--- TASK DIRECTIONS ---
Return the lines beginning at the one that contains "Is there any metal" and continuing to the end of the entries, including both ends, exactly as written and nothing else.

[Dataset entries]
::::::::
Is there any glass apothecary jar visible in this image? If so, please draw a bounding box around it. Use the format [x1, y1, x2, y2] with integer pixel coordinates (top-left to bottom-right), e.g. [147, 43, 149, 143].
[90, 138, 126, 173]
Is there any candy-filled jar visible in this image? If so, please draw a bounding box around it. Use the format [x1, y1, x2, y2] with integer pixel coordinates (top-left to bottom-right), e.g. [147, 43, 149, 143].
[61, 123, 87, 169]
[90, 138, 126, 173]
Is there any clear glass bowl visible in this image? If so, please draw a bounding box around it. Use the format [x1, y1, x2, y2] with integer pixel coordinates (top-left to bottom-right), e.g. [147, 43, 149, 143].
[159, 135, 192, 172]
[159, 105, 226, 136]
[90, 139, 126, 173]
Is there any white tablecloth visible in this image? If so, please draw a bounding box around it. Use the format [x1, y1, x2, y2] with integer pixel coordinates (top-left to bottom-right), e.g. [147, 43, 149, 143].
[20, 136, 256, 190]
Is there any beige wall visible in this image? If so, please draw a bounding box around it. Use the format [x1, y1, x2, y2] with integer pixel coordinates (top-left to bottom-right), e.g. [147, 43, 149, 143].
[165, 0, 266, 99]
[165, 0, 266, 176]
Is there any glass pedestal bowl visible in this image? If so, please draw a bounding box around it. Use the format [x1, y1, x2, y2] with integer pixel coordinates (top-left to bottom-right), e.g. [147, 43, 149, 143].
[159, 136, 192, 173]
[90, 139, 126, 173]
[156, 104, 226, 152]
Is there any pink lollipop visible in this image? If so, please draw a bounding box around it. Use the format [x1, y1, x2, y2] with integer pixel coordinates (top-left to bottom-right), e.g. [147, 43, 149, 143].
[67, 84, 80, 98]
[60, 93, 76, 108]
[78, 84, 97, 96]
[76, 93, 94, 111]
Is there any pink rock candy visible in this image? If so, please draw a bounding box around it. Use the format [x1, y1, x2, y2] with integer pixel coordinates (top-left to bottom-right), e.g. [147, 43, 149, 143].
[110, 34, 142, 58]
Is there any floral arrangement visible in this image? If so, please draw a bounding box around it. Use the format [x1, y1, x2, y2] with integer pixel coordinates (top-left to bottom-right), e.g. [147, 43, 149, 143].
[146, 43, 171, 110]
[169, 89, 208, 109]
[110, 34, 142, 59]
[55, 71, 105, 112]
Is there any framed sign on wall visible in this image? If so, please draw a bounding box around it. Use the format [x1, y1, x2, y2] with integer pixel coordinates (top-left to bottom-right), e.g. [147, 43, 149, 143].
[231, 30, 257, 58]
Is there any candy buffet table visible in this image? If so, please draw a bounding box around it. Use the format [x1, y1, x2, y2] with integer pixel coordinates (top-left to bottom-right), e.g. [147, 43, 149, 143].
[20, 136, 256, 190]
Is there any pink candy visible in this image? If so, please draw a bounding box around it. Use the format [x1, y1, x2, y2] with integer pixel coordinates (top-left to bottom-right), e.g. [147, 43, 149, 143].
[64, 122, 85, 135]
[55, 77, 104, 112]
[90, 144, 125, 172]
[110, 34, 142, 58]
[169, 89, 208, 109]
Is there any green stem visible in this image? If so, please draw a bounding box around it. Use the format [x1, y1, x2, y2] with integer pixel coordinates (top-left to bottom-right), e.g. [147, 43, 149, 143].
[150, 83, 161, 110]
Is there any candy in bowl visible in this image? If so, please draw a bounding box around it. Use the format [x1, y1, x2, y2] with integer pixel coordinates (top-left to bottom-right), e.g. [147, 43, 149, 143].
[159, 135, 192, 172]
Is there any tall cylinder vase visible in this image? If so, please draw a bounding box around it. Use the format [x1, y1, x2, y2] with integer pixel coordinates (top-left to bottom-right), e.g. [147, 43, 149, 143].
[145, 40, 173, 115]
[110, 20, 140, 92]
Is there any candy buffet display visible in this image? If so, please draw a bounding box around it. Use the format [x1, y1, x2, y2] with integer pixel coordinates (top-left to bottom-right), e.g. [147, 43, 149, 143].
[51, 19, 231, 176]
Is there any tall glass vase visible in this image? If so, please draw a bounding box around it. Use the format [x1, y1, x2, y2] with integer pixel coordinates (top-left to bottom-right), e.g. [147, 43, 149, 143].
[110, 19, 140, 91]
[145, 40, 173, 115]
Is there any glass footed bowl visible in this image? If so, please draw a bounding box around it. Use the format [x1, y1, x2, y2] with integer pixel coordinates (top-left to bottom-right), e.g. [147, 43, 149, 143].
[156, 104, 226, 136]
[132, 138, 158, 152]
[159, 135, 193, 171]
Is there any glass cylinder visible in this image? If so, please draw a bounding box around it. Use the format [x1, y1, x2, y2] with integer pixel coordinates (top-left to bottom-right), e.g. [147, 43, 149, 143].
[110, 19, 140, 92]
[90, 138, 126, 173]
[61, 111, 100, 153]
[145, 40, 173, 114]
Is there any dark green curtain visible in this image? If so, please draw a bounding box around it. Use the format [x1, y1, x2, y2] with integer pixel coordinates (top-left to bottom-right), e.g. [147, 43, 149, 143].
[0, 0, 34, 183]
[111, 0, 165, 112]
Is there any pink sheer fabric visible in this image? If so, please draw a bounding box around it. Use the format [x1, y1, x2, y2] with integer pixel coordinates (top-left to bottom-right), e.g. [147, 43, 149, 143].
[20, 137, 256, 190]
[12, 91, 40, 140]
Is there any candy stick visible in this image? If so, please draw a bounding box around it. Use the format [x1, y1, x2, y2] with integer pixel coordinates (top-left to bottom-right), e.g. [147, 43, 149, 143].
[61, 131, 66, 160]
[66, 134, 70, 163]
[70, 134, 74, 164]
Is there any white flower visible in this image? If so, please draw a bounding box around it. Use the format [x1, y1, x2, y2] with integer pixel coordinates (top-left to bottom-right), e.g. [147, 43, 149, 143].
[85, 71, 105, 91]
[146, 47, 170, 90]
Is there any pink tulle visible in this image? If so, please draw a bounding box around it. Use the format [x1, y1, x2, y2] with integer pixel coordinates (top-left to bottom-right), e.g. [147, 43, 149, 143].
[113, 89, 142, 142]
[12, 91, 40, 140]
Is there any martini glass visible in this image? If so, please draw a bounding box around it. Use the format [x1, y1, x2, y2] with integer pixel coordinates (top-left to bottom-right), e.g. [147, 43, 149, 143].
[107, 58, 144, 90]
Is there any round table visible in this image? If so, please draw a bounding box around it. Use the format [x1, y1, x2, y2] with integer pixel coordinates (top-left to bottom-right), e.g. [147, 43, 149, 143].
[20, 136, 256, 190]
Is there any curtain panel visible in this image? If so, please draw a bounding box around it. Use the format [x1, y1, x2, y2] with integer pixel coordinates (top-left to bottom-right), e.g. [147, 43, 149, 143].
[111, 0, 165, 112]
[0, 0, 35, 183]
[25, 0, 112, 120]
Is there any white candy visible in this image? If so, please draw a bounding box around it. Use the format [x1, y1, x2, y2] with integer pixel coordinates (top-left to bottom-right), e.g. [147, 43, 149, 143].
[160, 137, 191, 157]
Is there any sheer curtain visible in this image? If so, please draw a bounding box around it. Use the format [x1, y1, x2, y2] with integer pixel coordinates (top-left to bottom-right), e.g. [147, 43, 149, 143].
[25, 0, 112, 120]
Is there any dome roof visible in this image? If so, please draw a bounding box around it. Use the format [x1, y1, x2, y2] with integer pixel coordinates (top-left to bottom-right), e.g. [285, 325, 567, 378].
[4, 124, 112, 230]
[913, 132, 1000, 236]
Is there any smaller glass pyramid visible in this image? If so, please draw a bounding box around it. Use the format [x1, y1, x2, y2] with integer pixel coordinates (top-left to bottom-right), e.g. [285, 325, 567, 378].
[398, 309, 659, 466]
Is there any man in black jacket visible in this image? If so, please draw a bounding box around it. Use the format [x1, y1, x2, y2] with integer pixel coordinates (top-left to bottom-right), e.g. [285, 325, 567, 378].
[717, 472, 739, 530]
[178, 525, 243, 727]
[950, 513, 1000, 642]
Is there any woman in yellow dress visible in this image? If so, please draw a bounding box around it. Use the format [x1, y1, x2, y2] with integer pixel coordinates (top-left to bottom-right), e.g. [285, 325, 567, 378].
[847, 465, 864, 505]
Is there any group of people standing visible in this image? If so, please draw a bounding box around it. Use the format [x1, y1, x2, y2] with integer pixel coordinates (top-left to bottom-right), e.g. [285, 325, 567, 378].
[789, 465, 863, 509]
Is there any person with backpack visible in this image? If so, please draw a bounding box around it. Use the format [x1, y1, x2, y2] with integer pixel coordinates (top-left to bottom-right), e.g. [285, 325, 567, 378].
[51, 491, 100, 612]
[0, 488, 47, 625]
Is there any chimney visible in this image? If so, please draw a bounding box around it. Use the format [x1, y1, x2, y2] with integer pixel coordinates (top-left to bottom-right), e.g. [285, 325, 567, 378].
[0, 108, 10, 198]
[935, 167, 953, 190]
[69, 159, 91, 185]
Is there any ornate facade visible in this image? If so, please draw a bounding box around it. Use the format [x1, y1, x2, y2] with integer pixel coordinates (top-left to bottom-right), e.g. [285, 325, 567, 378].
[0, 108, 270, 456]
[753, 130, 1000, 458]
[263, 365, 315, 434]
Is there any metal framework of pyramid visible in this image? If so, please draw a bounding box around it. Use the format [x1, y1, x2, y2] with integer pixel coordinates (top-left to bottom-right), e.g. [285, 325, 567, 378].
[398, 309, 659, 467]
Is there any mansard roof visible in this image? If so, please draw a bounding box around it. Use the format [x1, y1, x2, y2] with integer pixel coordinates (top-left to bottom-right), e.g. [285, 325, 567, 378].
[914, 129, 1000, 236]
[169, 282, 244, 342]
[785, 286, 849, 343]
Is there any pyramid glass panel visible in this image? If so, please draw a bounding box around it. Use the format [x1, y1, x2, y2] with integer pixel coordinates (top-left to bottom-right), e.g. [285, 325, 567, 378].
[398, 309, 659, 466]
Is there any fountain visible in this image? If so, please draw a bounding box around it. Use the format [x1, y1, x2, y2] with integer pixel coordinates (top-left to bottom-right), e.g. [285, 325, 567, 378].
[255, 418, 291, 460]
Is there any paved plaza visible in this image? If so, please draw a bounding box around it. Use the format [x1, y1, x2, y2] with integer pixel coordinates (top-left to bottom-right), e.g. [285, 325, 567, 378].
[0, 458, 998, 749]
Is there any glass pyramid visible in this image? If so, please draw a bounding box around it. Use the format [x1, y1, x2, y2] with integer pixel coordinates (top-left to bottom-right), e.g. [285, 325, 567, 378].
::::::::
--- RESPONSE AREA ---
Is there any metal framework of pyramid visible in this image? If so, please draw a bounding box around it. Use the format [x1, y1, x2, y2] with integer pixel coordinates (top-left to bottom-right), e.g. [285, 325, 567, 378].
[398, 309, 659, 467]
Is there any mansard roof visible in this image? If so, please draw a bounding box around it. Use the format [x1, y1, x2, y2] with integer pixel coordinates (top-left to bottom-right), e.g. [285, 325, 567, 378].
[914, 129, 1000, 236]
[169, 282, 244, 342]
[785, 286, 849, 343]
Is there any pyramid glass panel visible in this image? If so, please draw a bounding box around it. Use the format [x1, y1, x2, y2] with integer pixel coordinates (top-left to bottom-right), e.g. [285, 325, 567, 378].
[398, 309, 659, 466]
Is there any fountain visible in this image? If so, please draw a bounding box around it. Use the format [x1, y1, x2, y2] with integer pixel coordinates (top-left to bottom-right), e.g. [285, 325, 567, 378].
[255, 418, 291, 460]
Is there any paved plaza visible in this image? If so, please draw a bounding box around it. Use the format [x1, y1, x2, y2] with integer pixel coordinates (top-left to bottom-right), e.g. [285, 325, 567, 378].
[0, 458, 998, 749]
Is there any glass pyramid visible in this image? If so, please draw a bounding box around it. Use the format [x1, y1, x2, y2] with integer pixel coordinates (top-left to bottom-right), e.g. [285, 325, 567, 378].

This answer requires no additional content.